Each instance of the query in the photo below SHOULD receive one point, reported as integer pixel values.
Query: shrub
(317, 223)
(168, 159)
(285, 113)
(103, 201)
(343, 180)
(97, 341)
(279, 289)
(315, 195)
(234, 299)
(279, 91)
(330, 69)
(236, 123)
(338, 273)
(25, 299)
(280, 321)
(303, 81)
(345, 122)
++++++++
- WORK TO BE COMPLETED
Repeat each record word for word. Do not leave any out.

- ANSWER SPACE
Each instance of the query in the photo below SHOULD receive one point, reported as integer pixel values.
Query: shrub
(317, 223)
(168, 159)
(285, 113)
(103, 201)
(343, 180)
(97, 341)
(279, 289)
(315, 195)
(234, 299)
(279, 91)
(330, 69)
(236, 123)
(338, 273)
(25, 299)
(280, 321)
(303, 81)
(345, 122)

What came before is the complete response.